▶ _The problem_
Omit every picture and output the rest of the records exactly as they are.

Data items

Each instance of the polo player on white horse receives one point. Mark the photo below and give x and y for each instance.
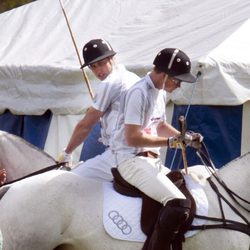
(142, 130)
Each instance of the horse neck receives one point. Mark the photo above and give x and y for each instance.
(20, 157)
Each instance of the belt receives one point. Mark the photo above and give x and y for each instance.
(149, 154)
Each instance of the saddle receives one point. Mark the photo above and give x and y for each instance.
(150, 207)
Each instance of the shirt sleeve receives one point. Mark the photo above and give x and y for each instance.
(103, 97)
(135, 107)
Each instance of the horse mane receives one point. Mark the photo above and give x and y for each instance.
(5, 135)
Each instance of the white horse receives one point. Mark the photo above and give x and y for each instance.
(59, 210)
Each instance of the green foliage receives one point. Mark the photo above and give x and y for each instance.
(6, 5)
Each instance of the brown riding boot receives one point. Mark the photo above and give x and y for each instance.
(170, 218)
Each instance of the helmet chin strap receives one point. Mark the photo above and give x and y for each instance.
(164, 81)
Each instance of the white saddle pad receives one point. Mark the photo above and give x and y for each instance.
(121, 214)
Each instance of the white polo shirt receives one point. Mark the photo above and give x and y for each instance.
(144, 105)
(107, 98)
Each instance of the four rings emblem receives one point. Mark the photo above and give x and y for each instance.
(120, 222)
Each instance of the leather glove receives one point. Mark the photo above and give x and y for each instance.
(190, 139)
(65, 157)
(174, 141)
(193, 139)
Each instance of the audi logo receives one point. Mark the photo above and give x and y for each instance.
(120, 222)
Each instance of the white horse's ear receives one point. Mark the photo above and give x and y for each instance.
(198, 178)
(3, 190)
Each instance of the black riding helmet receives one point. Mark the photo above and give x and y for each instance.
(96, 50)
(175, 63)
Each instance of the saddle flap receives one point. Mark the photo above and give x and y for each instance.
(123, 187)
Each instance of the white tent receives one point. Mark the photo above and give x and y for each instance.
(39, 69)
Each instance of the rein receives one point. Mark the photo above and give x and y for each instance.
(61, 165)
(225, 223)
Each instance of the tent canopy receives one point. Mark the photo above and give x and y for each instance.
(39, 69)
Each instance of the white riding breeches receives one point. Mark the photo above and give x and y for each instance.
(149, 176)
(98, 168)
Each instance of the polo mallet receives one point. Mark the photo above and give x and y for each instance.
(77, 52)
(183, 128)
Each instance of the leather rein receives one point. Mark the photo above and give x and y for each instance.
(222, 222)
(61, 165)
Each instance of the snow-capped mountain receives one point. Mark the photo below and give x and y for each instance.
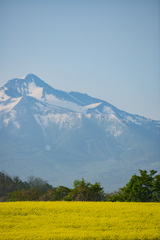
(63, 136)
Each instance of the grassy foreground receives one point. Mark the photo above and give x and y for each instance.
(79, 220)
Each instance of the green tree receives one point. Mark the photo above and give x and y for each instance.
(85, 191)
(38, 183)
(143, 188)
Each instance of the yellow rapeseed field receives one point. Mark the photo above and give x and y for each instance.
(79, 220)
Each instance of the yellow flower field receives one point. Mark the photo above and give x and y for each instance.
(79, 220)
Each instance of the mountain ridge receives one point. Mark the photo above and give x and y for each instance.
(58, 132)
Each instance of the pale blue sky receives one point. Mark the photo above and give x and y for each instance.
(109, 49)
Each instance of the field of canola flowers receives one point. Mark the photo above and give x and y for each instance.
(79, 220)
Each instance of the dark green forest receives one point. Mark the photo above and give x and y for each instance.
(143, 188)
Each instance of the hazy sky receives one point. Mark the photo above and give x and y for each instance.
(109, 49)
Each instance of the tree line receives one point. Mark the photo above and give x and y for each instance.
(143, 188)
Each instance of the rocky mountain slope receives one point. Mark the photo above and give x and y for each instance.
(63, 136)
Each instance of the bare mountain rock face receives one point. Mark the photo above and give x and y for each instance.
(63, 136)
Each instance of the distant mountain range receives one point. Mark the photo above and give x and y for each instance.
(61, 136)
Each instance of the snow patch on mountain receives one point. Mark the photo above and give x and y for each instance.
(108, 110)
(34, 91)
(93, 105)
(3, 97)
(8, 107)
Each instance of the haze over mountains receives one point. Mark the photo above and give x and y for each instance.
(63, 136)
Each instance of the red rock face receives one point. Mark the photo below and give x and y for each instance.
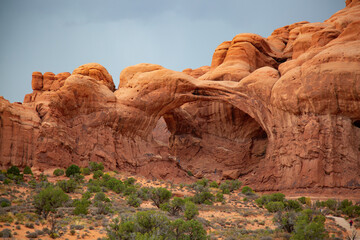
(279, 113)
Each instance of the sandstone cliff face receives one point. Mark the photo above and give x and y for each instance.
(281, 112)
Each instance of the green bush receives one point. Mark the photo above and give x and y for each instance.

▶ _Reply_
Each instance of the polo player on white horse receives one point. Mark the photo below and give x and y for each instance.
(142, 130)
Each instance of the horse neck receives one point. Mark the photo above and give x and y for each instance.
(20, 157)
Each instance of the belt receives one point. Mark the photo above and give x and y for each instance.
(149, 154)
Each instance of the saddle receives one point. Mark the photo above and give x and y for each instance.
(150, 207)
Each instance of the shirt sleeve receives one point. Mark the photo above and give x and y for each instance.
(103, 97)
(135, 107)
Each instance of the horse mane receives one point. Mark the photo above and give x and y for each instance.
(5, 135)
Each instance of the white horse receives one point. Mark the photo above and give x and y for each instance.
(59, 210)
Each instance of the green foliage receives one point. Mark the photo above and give x and y for each instance.
(6, 5)
Each instance of the brown riding boot receives one point. Mark the photo above and give x and y for each instance.
(170, 218)
Each instance of the helmet chin strap receives one point. Mark the photo above and give x and y for each instance.
(164, 81)
Each instance of the white saddle pad receives one point. Mark the photo above and give x and y for each instance.
(121, 214)
Each instance of the white polo shirt receives one point. Mark the photo above and give x and y for each instance.
(144, 105)
(107, 98)
Each instance of the four rings emblem receives one point. Mark the photo above and give x and y for each instance.
(120, 222)
Each instance of the leather glove receives one point. Mark the photo above and give x and y for each instance.
(190, 139)
(65, 157)
(174, 141)
(193, 139)
Each instance of the audi logo receives one point. Mark the photo above and give x and y for each instance.
(120, 222)
Each instance of the white horse's ear receives one point. Mark the photo above and give x and y for each instance.
(198, 178)
(3, 190)
Each instance of the black riding helmet receives one point. Mark the photo above and give x and y for each instance.
(96, 50)
(175, 63)
Each instance of the saddle flap receives one point. Mark the photo above and give x and y for each instance.
(123, 187)
Each instance of the white tent receives one point. Mark the photo above and give x and y for each instance.
(39, 69)
Each instance of the rein receives one point. Mark the photo above and give x and y for each instance.
(61, 165)
(225, 223)
Each instance of the tent canopy receives one point. Mark the photo above and give x and y for each instance.
(39, 69)
Each instance of the white riding breeches receives one point. Mark the photo above and give x and y for each instance.
(149, 176)
(98, 168)
Each instance of the polo mallet receives one point. Mark the photo above and give x and y for each instance.
(77, 52)
(183, 128)
Each instance of the leather rein receives one point. Mark the photo above and give x and y for each instance.
(222, 222)
(61, 165)
Each instance of the snow-capped mountain receives one point. Mark the photo below and give x and y for each instance.
(63, 136)
Each instance of the grassy foreground receives one point. Mark the photo above and give x and y for each instance.
(79, 220)
Each instance of the green tree receives one point. Mark the photo above and give x and y for each instance.
(85, 191)
(38, 183)
(143, 188)
Each instance of the yellow rapeseed field receives one point. Mark the photo above and give x and y for each instance.
(79, 220)
Each instance of the yellow flower field receives one point. Mark the photo above and give x and y for each instance.
(79, 220)
Each instance of the mountain ridge receives one point. Mark the photo above and give x and y for each instance.
(58, 132)
Each instance of the pale blue sky receives one point. Mark the photo above and give x and y for each instance.
(109, 49)
Each instance of the field of canola flowers receives one point. Mark the photo above and give x and y for each instance.
(79, 220)
Each instance of the dark green forest receives one point. Mark the photo above and give x and y for each instance.
(143, 188)
Each instance of the hazy sky receives one point. Mark the photo above and give x and y for each instance.
(109, 49)
Each instance of the tree line receives one point. Mark the photo above and give x and y for each instance.
(143, 188)
Each instance of the rocky mountain slope receives one point. Mark the photo above and give x and y for each instance.
(63, 136)
Each instance of the bare mountain rock face receives one point. Mark the photo above and give x and y for each instance.
(63, 136)
Each instance of the distant mountain range receives one point. Mark the photo above and give x and y for each instance.
(61, 136)
Each instance of the snow patch on mountain receives one point. Mark the photo above and give x and y for each instance.
(108, 110)
(34, 91)
(93, 105)
(3, 97)
(8, 107)
Each instance of the haze over mountains receives one point. Mark the photo above and give x and y for each instance.
(63, 136)
Each instance of the red rock face receives one point. Mark the photo below and give x and y for each instance.
(279, 113)
Each instance of the sandstone cliff face receives one point. Mark the photo above and give x and y for each instance.
(281, 112)
Each instance of the green bush receives one point. Mark the photo above and give x and y for each instance.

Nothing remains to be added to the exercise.